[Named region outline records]

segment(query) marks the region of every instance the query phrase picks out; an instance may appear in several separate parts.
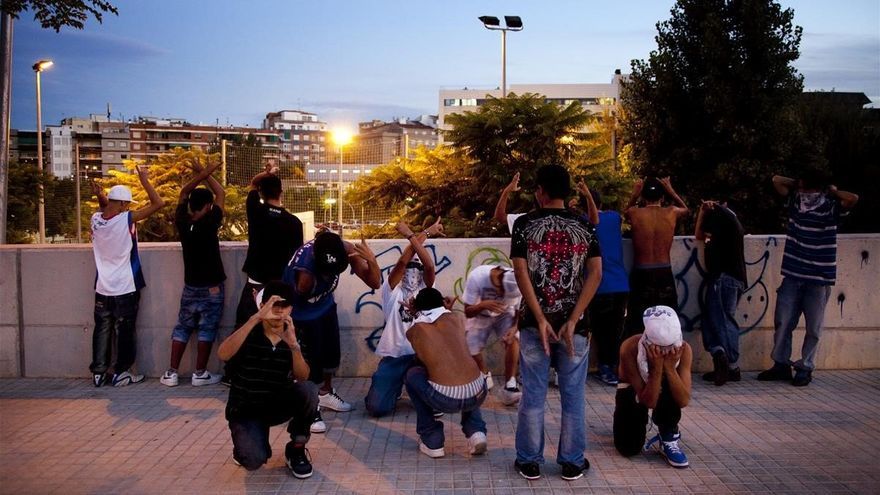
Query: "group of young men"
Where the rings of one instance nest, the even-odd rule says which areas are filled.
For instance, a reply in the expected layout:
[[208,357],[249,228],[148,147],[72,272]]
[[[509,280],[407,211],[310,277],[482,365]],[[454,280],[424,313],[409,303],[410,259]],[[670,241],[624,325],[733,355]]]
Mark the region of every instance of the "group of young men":
[[[160,378],[167,386],[178,385],[178,368],[195,330],[192,384],[221,380],[207,370],[226,278],[218,242],[224,192],[212,177],[217,165],[193,160],[193,177],[180,191],[175,224],[183,248],[184,289],[170,366]],[[383,280],[363,240],[352,244],[322,231],[303,243],[301,222],[281,203],[276,172],[270,164],[251,182],[243,267],[247,283],[236,311],[236,330],[218,349],[226,362],[223,379],[231,387],[226,419],[237,464],[247,469],[265,464],[272,455],[269,428],[288,422],[286,463],[294,476],[306,478],[312,466],[305,445],[310,434],[327,429],[320,409],[352,410],[332,384],[341,356],[333,292],[340,274],[350,268],[368,287],[381,287],[385,314],[376,349],[381,359],[364,401],[366,410],[374,417],[390,414],[405,388],[425,455],[445,455],[438,419],[444,413],[461,413],[471,455],[487,451],[480,406],[494,383],[482,352],[495,335],[506,348],[502,400],[519,405],[515,470],[527,479],[541,476],[552,367],[561,396],[556,460],[564,479],[583,476],[590,465],[584,456],[584,384],[592,332],[598,347],[597,378],[617,387],[613,432],[618,451],[631,456],[657,443],[669,464],[688,465],[678,423],[690,400],[693,353],[682,338],[670,264],[676,223],[688,209],[668,178],[638,181],[633,190],[624,214],[633,239],[633,268],[627,275],[622,217],[600,209],[599,195],[582,183],[578,192],[586,211],[577,201],[566,205],[571,194],[568,172],[558,165],[539,168],[536,208],[509,223],[512,269],[487,265],[471,270],[461,314],[451,311],[453,298],[433,288],[435,267],[424,243],[443,234],[440,220],[419,233],[398,224],[407,244]],[[95,188],[101,210],[92,217],[98,275],[90,369],[97,387],[108,380],[114,386],[144,380],[131,370],[139,291],[145,285],[135,223],[163,202],[147,171],[138,168],[137,173],[149,197],[139,210],[129,211],[131,191],[124,186],[114,186],[106,196]],[[502,193],[496,218],[504,218],[507,196],[518,190],[518,178]],[[837,220],[858,200],[811,180],[773,179],[776,189],[789,196],[789,235],[785,279],[777,298],[775,364],[760,380],[792,380],[791,332],[801,313],[807,319],[807,339],[802,359],[794,363],[793,383],[806,385],[812,378],[821,317],[834,283]],[[208,187],[197,187],[202,182]],[[704,379],[722,385],[740,379],[735,310],[747,286],[743,229],[725,203],[704,201],[696,238],[705,242],[703,342],[714,364]],[[117,358],[109,375],[114,333]],[[649,409],[658,434],[646,445]]]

Requirement
Lay out the records as a numbered list, from the first line through the line that contains "Mark the region", omitting any blank lines. Include only those lines and leave the pictures out.

Solution
1. segment(query) marks the region of every instance the query phrase picks out; an instance may appear in several separate parts.
2. Query: "group of young men"
3. Where the rings of one instance nest, the even-odd rule says which areas are filled.
4. For instance, a reply in the expected layout:
5. [[208,357],[249,228],[148,147],[72,272]]
6. [[[509,280],[407,211],[310,277],[482,365]],[[454,280],[424,313],[409,303],[410,259]],[[670,241],[624,325],[733,355]]]
7. Mark the region of every instance of the "group of young men":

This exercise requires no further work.